## LISTED RECORDS
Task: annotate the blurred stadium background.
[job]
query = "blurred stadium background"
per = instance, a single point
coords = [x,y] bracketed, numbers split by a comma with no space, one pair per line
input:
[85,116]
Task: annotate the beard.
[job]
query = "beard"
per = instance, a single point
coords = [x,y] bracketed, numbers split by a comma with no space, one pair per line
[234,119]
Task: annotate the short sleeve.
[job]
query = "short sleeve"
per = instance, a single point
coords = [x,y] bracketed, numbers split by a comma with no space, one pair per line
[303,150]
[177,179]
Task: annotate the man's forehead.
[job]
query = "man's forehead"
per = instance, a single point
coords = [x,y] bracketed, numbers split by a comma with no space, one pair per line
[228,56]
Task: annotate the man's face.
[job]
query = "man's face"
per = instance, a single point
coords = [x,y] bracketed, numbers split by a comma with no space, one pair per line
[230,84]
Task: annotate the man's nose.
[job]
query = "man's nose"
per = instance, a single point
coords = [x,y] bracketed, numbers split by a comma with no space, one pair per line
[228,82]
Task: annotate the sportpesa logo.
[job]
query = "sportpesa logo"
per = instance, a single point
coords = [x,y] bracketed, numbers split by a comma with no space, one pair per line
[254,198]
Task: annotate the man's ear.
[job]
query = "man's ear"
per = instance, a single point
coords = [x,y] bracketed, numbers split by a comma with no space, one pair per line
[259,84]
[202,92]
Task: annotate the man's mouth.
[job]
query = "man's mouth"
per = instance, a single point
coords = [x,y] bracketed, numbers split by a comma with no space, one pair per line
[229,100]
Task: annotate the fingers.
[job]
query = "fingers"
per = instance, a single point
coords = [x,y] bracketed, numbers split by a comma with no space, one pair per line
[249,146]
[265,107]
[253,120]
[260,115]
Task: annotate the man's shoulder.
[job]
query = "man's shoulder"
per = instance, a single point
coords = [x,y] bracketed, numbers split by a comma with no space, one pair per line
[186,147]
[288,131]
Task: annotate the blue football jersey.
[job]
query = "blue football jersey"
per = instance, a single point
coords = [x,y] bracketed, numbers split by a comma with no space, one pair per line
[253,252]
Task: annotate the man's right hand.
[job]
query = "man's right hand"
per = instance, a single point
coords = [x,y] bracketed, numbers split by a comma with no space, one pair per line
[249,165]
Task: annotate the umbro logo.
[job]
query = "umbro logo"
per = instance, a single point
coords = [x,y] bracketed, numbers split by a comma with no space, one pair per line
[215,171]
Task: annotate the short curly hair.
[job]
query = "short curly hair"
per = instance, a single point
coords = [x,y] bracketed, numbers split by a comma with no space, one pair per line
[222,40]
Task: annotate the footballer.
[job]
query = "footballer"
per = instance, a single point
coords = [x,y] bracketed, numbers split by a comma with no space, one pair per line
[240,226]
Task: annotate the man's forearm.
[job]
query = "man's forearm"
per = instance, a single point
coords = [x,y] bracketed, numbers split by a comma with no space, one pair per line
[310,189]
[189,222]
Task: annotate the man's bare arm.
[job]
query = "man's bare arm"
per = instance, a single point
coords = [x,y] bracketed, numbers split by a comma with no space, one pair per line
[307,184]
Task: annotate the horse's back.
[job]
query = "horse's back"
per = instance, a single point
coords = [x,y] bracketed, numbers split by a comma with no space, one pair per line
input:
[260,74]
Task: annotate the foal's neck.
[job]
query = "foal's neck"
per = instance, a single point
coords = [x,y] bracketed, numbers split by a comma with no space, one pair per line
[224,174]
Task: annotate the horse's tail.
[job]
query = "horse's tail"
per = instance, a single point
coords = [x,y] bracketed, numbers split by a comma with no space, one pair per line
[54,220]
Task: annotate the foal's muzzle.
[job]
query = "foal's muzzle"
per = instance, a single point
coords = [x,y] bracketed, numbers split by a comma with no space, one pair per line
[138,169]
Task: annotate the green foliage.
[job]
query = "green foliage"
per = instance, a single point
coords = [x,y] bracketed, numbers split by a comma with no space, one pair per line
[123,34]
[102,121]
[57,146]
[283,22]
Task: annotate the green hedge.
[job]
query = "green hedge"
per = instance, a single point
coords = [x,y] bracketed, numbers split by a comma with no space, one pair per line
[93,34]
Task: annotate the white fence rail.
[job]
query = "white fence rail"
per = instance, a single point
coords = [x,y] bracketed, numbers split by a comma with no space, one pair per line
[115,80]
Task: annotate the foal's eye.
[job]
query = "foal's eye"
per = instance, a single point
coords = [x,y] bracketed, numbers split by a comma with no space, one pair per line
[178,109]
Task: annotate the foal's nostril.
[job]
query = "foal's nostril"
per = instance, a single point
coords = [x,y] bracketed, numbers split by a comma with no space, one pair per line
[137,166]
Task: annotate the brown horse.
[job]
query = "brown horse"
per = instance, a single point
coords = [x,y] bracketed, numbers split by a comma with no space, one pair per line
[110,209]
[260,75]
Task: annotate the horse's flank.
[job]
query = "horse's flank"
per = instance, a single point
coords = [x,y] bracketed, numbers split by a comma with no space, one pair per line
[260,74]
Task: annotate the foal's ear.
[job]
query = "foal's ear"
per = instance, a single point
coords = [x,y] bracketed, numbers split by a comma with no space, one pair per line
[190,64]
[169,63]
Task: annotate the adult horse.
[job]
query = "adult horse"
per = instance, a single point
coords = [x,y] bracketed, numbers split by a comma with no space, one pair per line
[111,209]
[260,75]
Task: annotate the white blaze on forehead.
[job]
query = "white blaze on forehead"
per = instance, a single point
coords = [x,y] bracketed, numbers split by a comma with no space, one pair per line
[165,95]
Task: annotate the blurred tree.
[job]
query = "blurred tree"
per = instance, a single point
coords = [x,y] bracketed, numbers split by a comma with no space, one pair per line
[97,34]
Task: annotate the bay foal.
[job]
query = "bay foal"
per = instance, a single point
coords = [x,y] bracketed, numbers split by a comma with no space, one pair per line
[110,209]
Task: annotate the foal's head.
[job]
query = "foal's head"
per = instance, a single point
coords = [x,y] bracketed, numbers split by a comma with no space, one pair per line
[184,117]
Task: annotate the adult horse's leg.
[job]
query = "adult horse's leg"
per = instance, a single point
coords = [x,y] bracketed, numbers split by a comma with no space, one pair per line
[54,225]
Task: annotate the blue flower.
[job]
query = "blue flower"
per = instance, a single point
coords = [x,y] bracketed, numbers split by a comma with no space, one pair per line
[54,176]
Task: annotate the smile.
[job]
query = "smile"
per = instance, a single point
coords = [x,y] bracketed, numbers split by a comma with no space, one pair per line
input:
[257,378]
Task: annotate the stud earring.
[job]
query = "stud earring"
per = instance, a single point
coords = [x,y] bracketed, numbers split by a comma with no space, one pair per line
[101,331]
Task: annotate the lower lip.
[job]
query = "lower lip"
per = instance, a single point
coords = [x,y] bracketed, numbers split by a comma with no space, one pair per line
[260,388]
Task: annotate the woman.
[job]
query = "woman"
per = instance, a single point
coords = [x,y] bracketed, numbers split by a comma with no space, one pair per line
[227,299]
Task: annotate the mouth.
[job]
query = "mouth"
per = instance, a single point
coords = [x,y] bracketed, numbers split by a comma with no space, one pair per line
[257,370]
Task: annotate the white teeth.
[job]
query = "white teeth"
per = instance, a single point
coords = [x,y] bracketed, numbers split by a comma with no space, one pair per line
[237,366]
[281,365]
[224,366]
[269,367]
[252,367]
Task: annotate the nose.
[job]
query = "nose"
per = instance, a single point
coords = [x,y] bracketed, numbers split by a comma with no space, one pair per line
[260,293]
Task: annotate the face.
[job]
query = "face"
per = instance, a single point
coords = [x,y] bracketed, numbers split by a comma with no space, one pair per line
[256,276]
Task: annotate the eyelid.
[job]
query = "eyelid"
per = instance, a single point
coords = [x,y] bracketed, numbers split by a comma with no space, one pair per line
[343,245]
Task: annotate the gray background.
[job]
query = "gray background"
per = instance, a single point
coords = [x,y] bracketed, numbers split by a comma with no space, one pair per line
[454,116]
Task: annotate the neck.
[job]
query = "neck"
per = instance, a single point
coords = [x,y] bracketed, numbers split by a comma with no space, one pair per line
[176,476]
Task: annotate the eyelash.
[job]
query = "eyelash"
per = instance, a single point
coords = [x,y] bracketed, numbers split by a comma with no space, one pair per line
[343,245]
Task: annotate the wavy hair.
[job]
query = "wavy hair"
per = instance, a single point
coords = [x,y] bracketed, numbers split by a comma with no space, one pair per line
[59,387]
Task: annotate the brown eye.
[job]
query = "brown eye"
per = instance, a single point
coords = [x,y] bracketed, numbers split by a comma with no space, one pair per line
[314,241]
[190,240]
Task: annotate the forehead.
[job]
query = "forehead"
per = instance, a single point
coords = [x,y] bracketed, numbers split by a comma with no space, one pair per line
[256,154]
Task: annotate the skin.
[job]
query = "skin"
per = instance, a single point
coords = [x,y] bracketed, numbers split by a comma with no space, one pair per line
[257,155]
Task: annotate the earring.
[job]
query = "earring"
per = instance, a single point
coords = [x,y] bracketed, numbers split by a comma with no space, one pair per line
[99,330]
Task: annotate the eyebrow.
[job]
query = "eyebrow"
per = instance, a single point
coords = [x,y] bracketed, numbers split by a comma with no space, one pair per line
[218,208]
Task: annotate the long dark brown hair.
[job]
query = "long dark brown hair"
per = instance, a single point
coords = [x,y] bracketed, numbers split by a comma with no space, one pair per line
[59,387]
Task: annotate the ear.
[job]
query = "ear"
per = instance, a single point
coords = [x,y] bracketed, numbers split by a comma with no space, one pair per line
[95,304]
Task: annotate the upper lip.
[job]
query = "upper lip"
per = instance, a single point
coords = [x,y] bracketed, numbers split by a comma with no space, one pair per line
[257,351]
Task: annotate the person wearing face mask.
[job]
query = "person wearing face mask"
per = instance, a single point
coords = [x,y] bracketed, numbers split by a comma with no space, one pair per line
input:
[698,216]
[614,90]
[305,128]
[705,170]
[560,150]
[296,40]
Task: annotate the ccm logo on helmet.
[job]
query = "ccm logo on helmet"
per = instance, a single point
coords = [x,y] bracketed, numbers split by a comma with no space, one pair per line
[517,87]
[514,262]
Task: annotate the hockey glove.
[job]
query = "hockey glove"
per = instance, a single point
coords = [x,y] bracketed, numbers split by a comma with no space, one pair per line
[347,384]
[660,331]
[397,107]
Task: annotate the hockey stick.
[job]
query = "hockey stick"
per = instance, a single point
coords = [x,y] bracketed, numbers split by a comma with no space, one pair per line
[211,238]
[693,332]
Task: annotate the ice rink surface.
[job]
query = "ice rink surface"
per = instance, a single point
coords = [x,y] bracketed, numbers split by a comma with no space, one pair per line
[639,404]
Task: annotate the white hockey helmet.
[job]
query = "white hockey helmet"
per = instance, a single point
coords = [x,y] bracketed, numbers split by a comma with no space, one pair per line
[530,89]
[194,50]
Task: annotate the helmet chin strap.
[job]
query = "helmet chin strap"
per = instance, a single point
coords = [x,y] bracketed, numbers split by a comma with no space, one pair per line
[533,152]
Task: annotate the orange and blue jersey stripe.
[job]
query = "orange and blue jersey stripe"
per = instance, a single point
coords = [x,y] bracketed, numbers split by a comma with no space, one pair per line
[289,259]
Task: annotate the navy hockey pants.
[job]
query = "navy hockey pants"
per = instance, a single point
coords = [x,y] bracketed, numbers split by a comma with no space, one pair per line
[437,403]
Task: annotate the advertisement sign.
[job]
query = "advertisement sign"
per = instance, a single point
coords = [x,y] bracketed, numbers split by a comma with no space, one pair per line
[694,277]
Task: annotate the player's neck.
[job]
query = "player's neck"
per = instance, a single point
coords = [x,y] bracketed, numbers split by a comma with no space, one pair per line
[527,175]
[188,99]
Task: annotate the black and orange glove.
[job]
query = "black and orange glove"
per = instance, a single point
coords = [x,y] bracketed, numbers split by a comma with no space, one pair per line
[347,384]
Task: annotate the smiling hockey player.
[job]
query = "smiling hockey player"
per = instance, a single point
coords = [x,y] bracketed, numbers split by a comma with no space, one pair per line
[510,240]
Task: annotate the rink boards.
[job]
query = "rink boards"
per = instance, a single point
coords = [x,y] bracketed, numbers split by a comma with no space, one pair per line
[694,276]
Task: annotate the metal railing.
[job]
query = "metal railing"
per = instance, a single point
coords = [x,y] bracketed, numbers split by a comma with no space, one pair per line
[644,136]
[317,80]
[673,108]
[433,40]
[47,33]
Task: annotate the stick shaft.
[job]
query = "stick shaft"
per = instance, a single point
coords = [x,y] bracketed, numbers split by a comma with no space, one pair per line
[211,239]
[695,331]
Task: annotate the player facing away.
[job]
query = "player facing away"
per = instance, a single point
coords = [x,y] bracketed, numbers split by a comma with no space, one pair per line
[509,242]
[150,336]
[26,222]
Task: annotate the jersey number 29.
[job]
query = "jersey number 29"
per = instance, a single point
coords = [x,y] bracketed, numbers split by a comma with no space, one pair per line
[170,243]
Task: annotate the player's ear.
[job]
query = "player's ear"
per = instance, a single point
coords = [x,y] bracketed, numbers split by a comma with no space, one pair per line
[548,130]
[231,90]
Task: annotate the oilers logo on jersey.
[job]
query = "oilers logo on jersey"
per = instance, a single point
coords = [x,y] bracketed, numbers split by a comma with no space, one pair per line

## THE PROBLEM
Exactly and exclusively, repeat the lines from the line that contains "Task: annotate the player facing away." through the end of the records, both ends included.

## ANSWER
Task: annotate the player facing away.
[job]
query = "player facing away"
per = instance, a single point
coords = [x,y] bracketed, numbers split by a comma with no space, one pair per line
[509,242]
[150,336]
[26,222]
Task: annotate the jersey number 29.
[job]
query = "jersey number 29"
per = instance, a single point
coords = [x,y] bracketed, numbers split by a comma with no space, one pair per line
[170,243]
Task: annotate the player's ear.
[job]
query = "player's ear"
per = instance, a single point
coords = [x,y] bracketed, numbers split by a comma with no space, one pair per line
[548,130]
[231,90]
Task: annotate the oilers logo on jersey.
[job]
query = "oilers logo on jersey"
per = instance, a single point
coords = [x,y] bracketed, numbers split by a comma with no space, one pair per line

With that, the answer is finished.